O terceiro cenário, embora possível, não deverá se concretizar nem no médio nem no longo prazo, deve servir apenas como uma sinalização ideal, tendo em vista que requereria mudanças estruturais fortes, tais como: prioridade nacional para soerguimento do setor, injeção expressiva de recursos subsidiados, mudança do perfil gerencial dos agentes do sistema, forte campanha de marketing no exterior e, por fim renovação total dos plantios com material genético de boa qualidade.

Com relação ao primeiro cenário, ou seja, o de estagnação ou decréscimo proeminente da importância da cajucultura do Brasil no cenário mundial, ele poderá vir a ocorrer na medida em que os agentes do setor desprezem a cajucultura da forma que foi feito com outros produtos que, em tempos passados, representaram riqueza e fonte de divisas, a exemplo do algodão e da cera-de-carnaúba.

O despontar de países asiáticos que começam a marcar sua presença no mercado mundial através da plantação de novos pomares e do investimento maciço em pesquisa agrícola e industrial visando o aumento da produtividade e o aprimoramento da qualidade do produto é uma grave ameaça ao Brasil. A região Nordeste poderá, no entanto, manter-se competitiva investindo mais especificamente em pesquisa e tecnologia e através do efetivo cumprimento dos protocolos, recentemente firmados, com os agentes formadores da cadeia agroindustrial do caju, dentre os quais destaca-se como fonte financiadora o FNE.

Ficou constatado que, em termos quantitativos, o Brasil ainda não perdeu sua expressiva participação no mercado mundial de ACC e LCC.

EXERCÍCIOS PROPOSTOS —
[1] Responda às perguntas abaixo com base no texto sobre a cajucultura.
(a) Que produtos o texto cita como exemplos de fontes de riqueza e divisas que foram desprezadas no passado?
(b) Que fonte financiadora o texto destaca entre os agentes da cadeia agroindustrial do caju?
(c) Em que mercado mundial o Brasil ainda não perdeu sua expressiva participação, em termos quantitativos?
[2] Diga se cada afirmação abaixo está de acordo com o texto sobre a cajucultura. Responda sim ou não e cite as palavras do texto que decidem a questão.
(a) O terceiro cenário deverá se concretizar no médio prazo.
(b) O surgimento de países asiáticos no mercado mundial representa uma ameaça ao Brasil.
(c) Em termos quantitativos, o Brasil já perdeu sua participação no mercado mundial de ACC e LCC.
[3] Retome o texto sobre a cajucultura e continue-o a partir da última frase apresentada.

LINHAS DE DADOS —
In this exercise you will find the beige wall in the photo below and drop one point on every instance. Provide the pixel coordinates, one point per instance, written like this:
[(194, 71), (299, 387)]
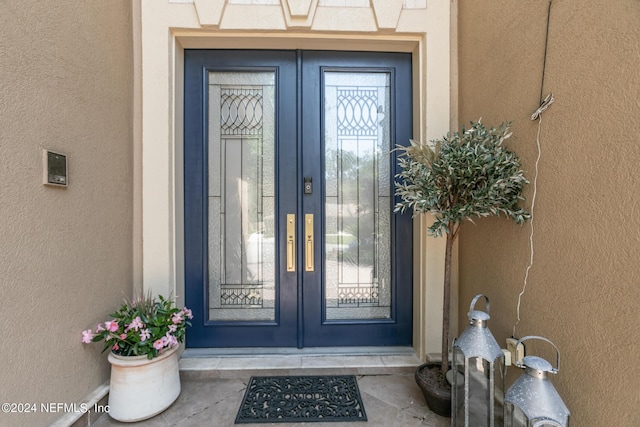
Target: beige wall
[(65, 85), (583, 289)]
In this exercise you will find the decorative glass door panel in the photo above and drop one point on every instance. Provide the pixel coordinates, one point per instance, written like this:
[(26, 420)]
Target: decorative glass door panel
[(290, 240), (241, 196), (357, 223)]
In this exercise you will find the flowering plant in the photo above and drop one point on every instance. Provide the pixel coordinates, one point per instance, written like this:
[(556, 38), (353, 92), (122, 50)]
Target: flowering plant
[(143, 326)]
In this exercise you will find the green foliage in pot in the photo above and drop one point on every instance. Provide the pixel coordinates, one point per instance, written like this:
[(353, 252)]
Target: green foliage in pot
[(466, 175)]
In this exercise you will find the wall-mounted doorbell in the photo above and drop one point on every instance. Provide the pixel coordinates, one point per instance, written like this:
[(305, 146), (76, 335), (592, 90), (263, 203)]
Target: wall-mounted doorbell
[(54, 169)]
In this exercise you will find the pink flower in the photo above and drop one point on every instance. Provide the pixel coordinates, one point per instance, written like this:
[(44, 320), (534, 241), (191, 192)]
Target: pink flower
[(145, 334), (111, 326), (87, 336), (177, 318)]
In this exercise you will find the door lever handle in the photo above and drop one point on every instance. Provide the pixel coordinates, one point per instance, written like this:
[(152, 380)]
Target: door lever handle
[(308, 238), (291, 242)]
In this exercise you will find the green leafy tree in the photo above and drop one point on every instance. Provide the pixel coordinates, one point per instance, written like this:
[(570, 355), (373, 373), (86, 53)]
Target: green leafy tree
[(467, 175)]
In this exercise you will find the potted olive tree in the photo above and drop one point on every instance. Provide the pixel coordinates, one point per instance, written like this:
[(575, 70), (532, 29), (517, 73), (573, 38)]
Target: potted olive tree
[(461, 176)]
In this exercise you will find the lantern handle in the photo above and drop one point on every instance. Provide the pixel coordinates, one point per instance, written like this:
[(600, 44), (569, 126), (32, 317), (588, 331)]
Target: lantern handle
[(553, 370), (475, 300)]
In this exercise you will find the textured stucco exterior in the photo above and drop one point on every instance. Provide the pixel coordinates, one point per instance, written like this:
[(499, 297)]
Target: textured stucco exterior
[(583, 288), (65, 85)]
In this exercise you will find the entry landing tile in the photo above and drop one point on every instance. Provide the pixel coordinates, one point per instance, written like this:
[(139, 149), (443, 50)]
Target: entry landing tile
[(201, 366)]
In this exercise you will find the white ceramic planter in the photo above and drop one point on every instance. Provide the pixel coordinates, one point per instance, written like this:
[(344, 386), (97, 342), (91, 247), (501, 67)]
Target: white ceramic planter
[(141, 388)]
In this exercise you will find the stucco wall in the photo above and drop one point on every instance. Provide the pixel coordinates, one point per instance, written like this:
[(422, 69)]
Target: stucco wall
[(65, 85), (583, 288)]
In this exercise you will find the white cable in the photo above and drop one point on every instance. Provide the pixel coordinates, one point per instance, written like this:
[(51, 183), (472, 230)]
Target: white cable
[(536, 115)]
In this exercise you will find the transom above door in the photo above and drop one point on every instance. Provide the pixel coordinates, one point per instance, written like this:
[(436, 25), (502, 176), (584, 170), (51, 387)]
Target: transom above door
[(290, 236)]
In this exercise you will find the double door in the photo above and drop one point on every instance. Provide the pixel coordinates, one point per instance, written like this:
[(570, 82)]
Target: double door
[(290, 235)]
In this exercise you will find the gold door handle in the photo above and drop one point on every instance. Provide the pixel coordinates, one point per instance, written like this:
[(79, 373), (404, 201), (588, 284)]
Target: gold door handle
[(291, 242), (308, 238)]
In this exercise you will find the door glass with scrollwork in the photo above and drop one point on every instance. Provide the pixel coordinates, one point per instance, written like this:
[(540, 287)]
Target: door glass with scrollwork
[(241, 196), (358, 195)]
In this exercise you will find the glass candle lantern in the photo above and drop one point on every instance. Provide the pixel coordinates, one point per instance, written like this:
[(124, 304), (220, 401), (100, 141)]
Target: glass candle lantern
[(478, 373), (532, 401)]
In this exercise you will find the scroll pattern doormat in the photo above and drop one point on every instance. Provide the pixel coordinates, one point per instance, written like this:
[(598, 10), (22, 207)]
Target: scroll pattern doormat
[(301, 399)]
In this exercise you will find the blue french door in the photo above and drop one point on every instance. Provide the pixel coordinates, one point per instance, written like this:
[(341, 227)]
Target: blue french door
[(290, 238)]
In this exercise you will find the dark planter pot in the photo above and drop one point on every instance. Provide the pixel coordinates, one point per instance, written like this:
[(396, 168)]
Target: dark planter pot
[(436, 389)]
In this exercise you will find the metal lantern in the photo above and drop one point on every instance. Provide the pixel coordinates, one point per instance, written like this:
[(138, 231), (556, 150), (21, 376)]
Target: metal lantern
[(532, 401), (478, 373)]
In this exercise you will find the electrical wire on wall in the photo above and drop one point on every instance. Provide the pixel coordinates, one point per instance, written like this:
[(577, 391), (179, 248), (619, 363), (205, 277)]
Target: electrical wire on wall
[(536, 115)]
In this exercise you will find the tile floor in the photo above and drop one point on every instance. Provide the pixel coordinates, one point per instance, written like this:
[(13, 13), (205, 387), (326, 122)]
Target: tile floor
[(213, 387)]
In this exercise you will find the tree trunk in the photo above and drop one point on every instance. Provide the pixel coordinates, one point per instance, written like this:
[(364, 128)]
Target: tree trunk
[(446, 309)]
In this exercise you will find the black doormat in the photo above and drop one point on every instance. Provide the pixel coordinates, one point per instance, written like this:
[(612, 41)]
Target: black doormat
[(301, 399)]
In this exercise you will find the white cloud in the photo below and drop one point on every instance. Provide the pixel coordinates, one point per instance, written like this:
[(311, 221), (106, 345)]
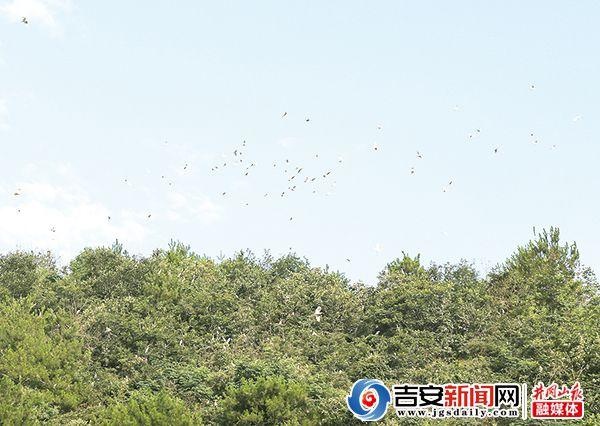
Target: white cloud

RESPOSTAS FINAIS —
[1]
(a) O algodão e a cera-de-carnaúba.
(b) O FNE.
(c) No mercado mundial de ACC e LCC.

[2]
(a) Não: "não deverá se concretizar nem no médio nem no longo prazo".
(b) Sim: "é uma grave ameaça ao Brasil".
(c) Não: "o Brasil ainda não perdeu sua expressiva participação no mercado mundial de ACC e LCC".

[3]
Esse indicador contudo, não pode ser analisado de forma estanque, uma vez que outros fatores, como a produtividade, que vem apresentando um decréscimo crônico, e a tendência na queda da cotação da ACC, em virtude da menor qualidade de nossa amêndoa, e do aumento da concorrência externa, comprometem sobremodo o futuro da cajucultura no Brasil.

Para que se possa obter a melhoria da qualidade do produto e aumento nos níveis de rendimento agrícola, é preciso que haja a junção de forças no sentido do correto direcionamento das ações e instrumentos requeridos para reverter a tendência contracionista do agribusiness do caju.

Essa mudança estrutural passa principalmente pela observância de três pontos: a) da introdução de novas tecnologias no sentido de melhorar a qualidade do produto final; b) da tentativa de aumentar o número de países importadores de ACC do Brasil e c) da disseminação de unidades fabris de pequeno porte.

Com relação ao primeiro ponto, a despeito de ser uma medida de longo prazo, é necessário desde já, que as instituições responsáveis e envolvidas no aprimoramento e soerguimento da cultura caminhem em parceria priorizando esforços em treinamento e pesquisa, a exemplo do que está acontecendo nos países emergentes.

A diversificação do mercado demandador da ACC é por demais desejável uma vez que um aumento da produção teria boa acolhida no mercado externo em face da demanda reprimida e do privilégio que goza a ACC como produto nobre e exótico em todos os países do mundo.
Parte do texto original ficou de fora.